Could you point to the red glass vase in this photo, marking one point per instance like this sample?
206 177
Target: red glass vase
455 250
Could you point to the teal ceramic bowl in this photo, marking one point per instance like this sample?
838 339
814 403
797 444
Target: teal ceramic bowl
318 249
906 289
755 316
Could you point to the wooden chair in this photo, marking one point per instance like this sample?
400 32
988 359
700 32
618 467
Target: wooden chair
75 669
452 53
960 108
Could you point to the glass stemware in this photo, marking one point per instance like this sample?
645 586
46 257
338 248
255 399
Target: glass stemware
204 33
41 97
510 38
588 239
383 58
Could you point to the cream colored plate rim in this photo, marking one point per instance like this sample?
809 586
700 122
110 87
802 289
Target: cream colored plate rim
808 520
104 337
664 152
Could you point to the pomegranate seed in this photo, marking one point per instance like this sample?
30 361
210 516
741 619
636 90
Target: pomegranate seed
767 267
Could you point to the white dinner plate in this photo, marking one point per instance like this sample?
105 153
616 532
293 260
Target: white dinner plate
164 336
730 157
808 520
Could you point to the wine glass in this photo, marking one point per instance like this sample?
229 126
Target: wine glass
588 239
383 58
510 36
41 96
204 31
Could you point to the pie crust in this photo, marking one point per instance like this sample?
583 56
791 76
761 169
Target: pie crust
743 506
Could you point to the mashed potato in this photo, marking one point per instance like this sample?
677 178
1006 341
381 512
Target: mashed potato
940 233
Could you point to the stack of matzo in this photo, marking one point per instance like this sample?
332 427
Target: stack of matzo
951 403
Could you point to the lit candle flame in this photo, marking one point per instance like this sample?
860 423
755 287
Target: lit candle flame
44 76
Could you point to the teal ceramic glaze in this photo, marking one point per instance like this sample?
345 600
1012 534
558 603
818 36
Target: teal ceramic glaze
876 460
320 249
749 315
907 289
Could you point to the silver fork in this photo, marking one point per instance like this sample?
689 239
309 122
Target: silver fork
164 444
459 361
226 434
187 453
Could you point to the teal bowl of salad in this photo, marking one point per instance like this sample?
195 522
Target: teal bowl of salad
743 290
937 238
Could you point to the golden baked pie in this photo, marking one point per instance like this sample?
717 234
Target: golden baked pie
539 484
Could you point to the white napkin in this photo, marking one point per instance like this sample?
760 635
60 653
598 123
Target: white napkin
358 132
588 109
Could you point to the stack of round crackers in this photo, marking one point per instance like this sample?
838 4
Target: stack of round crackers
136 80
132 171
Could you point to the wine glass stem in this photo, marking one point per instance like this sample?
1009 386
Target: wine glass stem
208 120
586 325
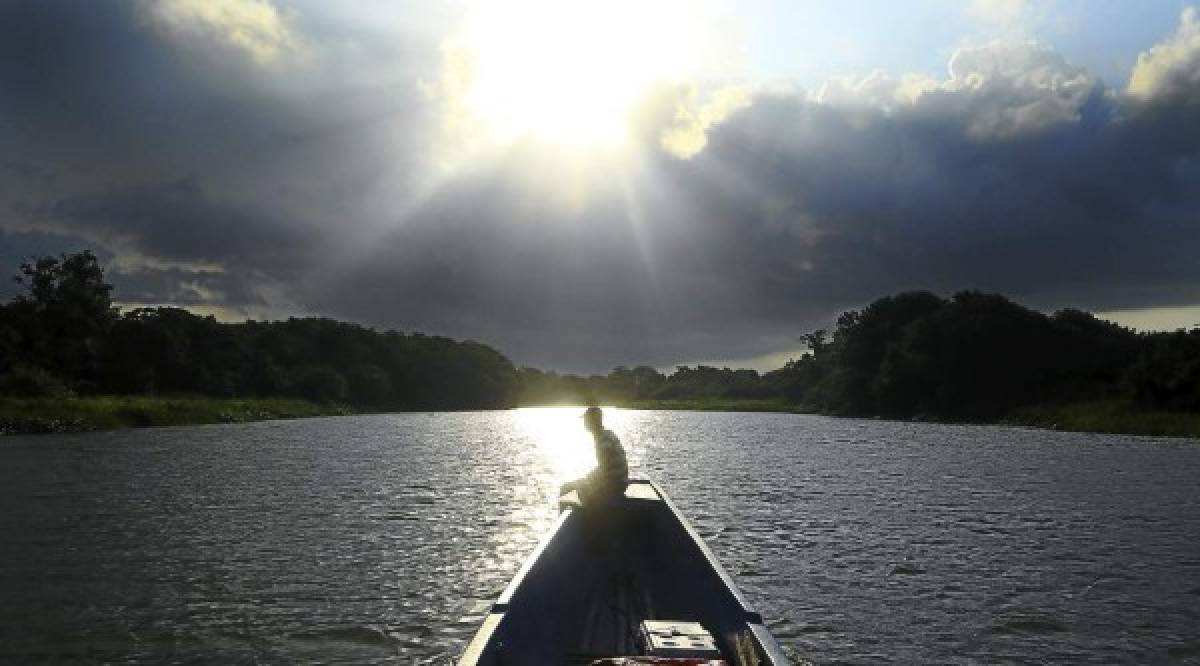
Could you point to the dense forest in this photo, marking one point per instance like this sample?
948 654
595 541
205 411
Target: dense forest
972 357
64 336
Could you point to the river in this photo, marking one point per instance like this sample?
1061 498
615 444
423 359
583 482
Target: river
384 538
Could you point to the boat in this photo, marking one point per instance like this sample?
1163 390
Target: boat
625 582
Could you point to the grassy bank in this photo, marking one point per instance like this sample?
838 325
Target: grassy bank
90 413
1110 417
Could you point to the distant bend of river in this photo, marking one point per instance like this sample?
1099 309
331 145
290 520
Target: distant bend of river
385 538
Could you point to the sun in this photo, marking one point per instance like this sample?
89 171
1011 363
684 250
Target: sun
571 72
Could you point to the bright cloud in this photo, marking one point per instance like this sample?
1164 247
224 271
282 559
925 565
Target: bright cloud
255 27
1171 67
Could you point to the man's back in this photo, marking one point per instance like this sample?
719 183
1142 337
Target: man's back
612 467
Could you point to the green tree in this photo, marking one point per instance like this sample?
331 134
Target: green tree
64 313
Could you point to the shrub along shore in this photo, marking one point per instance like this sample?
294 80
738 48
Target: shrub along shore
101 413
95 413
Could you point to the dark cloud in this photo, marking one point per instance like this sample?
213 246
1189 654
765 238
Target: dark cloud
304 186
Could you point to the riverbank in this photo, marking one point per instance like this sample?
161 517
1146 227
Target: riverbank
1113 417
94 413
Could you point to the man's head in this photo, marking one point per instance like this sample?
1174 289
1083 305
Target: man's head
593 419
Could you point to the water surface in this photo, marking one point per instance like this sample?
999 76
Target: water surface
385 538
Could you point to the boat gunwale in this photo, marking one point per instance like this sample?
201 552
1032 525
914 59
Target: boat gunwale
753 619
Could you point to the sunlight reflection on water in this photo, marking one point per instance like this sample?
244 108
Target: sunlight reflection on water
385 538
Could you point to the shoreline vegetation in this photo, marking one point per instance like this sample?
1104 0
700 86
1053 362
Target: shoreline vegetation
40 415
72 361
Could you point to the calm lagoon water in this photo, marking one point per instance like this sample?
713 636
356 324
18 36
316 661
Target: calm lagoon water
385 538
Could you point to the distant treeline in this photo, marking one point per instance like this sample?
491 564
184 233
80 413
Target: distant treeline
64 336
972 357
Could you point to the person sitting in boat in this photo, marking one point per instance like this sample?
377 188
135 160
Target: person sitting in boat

▸ What you are asked to do: Output every entry exactly as given; pictures are not part of the copy.

▸ Task result:
Could you point to the red glass vase in this photo, marking one point per instance like this sample?
206 177
Target: red glass vase
455 250
Could you point to the teal ceramic bowl in this photo, marking one point per instance like this sample?
838 339
814 403
797 444
Target: teal ceramic bowl
318 249
906 289
755 316
Could you point to the wooden chair in this photo, marking one point per instance like this sample?
400 32
988 359
700 32
618 467
Target: wooden chair
75 669
452 53
960 108
Could you point to the glass stemware in this photo, marking one point per instance like this sample?
645 586
46 257
338 248
255 399
Target: glass stemware
204 33
41 97
510 38
588 239
383 58
Could you point to the cream colored plate rim in this photo, marking one point per instance like this sample?
809 586
700 122
110 87
802 289
Target: cream colored plate rim
808 520
104 337
664 152
Could you point to the pomegranate seed in this photo, marking one point per instance like this sample?
30 361
210 516
741 619
636 90
Target: pomegranate seed
767 267
Could you point to the white dinner plate in this photo, marking one point per instance like this sample?
105 153
616 532
293 260
Target: white dinner plate
164 336
730 157
808 520
Could you point to the wine glass in this photo, marking one point per instance like this sample?
229 126
Target: wine glass
588 239
383 58
510 36
41 96
204 31
Could you point to the pie crust in this photo, marking one point per instance like this sample?
583 56
791 76
761 169
Target: pie crust
743 506
Could you point to the mashed potato in this photo, marking one point per instance like this sample?
677 178
1006 341
381 512
Target: mashed potato
940 233
Could you point to the stack of matzo in this photo, marking one point per instance like this sample?
332 427
Target: stack of matzo
951 403
Could you point to the lit candle flame in this photo, marking one point per instance like this sample?
860 423
755 287
Target: lit candle flame
44 76
Could you point to the teal ceramic glaze in this photo, marking one point per instance like this sample?
345 600
1012 534
558 603
818 36
Target: teal ceramic glaze
876 460
320 249
749 315
907 289
Could you point to the silver fork in this photo, marking one point per instance like this sample?
689 239
309 122
Target: silver fork
164 444
459 361
226 434
187 453
Could you point to the teal bowl of salad in this photo, marking one point per instance like this sample?
195 522
Target: teal bowl of salad
743 290
937 238
Could you point to the golden baked pie in this photo, marking one point per instance like this sample?
717 234
Target: golden baked pie
539 484
Could you point to the white napkin in this photo, marking one point per instance like this sample?
760 635
60 653
598 123
Target: white napkin
358 132
588 109
Could you point to the stack of round crackers in this photo, marking one point per instance like this sample?
838 4
Target: stack of round crackers
136 80
132 171
Could you point to the wine glass stem in this photo, marking one point per instance like this sample?
1009 386
Target: wine glass stem
208 120
586 325
Could you point to the dense forest in this photo, marking one point per instance like this sample?
948 654
595 541
205 411
Target: dense forest
972 357
64 336
Could you point to the river in this photo, marking one point per instance like this sample?
1061 498
615 444
423 359
583 482
Target: river
384 538
Could you point to the boat in this photo, marking one point per instance like this sample?
1163 390
Target: boat
625 582
Could you point to the grassy bank in this photo, marking one point per instance like this sample?
838 325
Target: grassy bank
90 413
1110 417
Could you point to the distant bend of river in this photo, marking one point per instance like this sample?
1099 309
331 145
290 520
Target: distant bend of river
385 538
Could you point to the sun in this photo, marking one point per instance like this sample?
89 171
1011 363
684 250
Target: sun
571 72
Could you point to the bright cloud in this photo, marking one point per instance like this sample?
1164 247
224 271
282 559
925 565
Target: bright cloud
255 27
1171 67
Could you point to the man's back in this photo, marking one point per instance like this sample?
719 183
1142 337
Target: man's back
612 467
Could you point to the green tree in this photo, marking one point per instance like this sample?
331 134
Target: green tree
64 313
Could you point to the shrub along shore in this photo, marking one point per instance like this sample?
294 80
738 48
Target: shrub along shore
101 413
95 413
Could you point to the dark cloud in this photo, marking one point per instance like this sample?
213 246
1189 654
765 238
Target: dark cloud
304 186
Could you point to the riverbank in this photo, marking one point per instance like this sample?
161 517
1146 227
Target: riverbank
1113 417
94 413
Could you point to the man's head in this photo, marking one point per instance like this sample?
1174 289
1083 305
Target: man's head
593 419
Could you point to the water surface in this photo, marking one point per instance like this sample?
999 76
Target: water surface
385 538
Could you point to the boat gunwale in this photo, marking one point per instance like this sample?
201 552
1032 525
914 59
Target: boat gunwale
753 619
Could you point to the sunlight reflection on water in this photo, marking one point per instance like this sample?
244 108
Target: sunlight reflection on water
385 538
Could you point to the shoreline vegetation in this photo, marking one point per instance like this sample?
1104 0
700 86
1053 362
Target: shoreline vegetation
40 415
72 361
Could you point to the calm lagoon water in this photo, marking one point per instance like this sample?
713 636
356 324
18 36
316 661
Target: calm lagoon water
385 538
Could you point to the distant treeline in this photo, marking one point per instance like this sample?
491 564
184 233
80 413
Target: distant treeline
64 336
972 357
Could you point to the person sitting in boat in this photo, marking one point per instance like this sample?
377 188
135 160
Target: person sitting in boat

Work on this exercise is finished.